Source text:
Sir Lawrence Alma-Tadema, The Roses of Heliogabalus, 1888

The Roman Emporer Heliogabalus (aka Elagabalus) reigned from AD218-22 but managed to stir up much controversy in a few short years. To start, he was Syrian and a priest of the foreign god Elagabalus, who he installed as Rome’s god before Jupiter. He had five wives, one of which was a Vestal Virgin. These women were priestesses of the earth goddess Vesta and it was illegal for them to engage in sexual intercourse, the punishment being live burial. Heliogabalus said they would produce ‘godlike children.’

Heliogabalus was probably bisexual (one of his wives was a male athlete and he called his chariot driver slave his ‘husband’) and sought out doctors for gender reassignment surgery. He is reported to have dressed as a woman and prostituted himself in bars, taverns, and at the palace. He held lavish parties, one of which was probably fiction but tells of flower petals being dropped from a false ceiling. The petals were so numerous that they smothered some party-goers to death. In the painting we see Heliogabalus lounging in the gold robe while watching the petals fall on banqueters.

Dataset excerpts:
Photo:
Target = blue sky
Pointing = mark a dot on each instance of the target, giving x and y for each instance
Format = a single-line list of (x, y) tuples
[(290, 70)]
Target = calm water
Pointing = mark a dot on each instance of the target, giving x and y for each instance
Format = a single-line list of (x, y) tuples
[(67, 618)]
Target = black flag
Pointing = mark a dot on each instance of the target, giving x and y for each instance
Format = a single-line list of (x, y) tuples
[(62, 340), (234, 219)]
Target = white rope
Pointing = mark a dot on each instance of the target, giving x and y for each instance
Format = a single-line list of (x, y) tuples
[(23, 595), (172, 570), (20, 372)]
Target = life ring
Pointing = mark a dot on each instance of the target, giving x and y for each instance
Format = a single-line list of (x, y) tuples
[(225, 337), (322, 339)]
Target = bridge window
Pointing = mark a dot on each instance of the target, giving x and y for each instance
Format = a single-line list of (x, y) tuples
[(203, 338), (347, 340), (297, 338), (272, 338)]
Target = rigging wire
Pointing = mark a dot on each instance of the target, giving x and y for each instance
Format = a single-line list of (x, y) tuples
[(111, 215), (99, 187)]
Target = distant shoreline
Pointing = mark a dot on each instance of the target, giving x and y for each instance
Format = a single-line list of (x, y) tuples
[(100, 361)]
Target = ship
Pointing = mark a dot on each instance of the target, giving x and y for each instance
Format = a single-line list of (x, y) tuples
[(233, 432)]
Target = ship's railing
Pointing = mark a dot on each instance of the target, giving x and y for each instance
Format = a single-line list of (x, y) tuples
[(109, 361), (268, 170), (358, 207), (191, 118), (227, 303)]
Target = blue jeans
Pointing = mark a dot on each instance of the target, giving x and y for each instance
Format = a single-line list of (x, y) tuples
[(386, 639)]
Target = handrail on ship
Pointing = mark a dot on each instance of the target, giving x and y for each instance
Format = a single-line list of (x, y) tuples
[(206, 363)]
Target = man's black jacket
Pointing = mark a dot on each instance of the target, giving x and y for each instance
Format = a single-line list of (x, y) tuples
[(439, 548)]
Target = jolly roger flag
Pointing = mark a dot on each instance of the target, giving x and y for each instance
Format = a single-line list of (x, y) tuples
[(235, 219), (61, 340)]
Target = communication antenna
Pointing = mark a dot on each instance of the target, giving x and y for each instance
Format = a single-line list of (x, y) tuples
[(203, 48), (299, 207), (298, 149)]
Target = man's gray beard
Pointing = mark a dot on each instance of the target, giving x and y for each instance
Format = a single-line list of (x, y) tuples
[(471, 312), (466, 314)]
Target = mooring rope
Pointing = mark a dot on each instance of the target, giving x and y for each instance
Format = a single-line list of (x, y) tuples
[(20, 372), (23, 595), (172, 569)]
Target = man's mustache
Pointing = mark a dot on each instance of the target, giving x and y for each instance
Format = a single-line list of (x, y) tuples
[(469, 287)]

What this task involves: In the passage on Heliogabalus, rewrite the part from "Heliogabalus was probably" to "fall on banqueters.", replacing "petals" with "blossoms". The listing is separate material and is not connected to the passage on Heliogabalus.

Exercise result:
Heliogabalus was probably bisexual (one of his wives was a male athlete and he called his chariot driver slave his ‘husband’) and sought out doctors for gender reassignment surgery. He is reported to have dressed as a woman and prostituted himself in bars, taverns, and at the palace. He held lavish parties, one of which was probably fiction but tells of flower blossoms being dropped from a false ceiling. The blossoms were so numerous that they smothered some party-goers to death. In the painting we see Heliogabalus lounging in the gold robe while watching the blossoms fall on banqueters.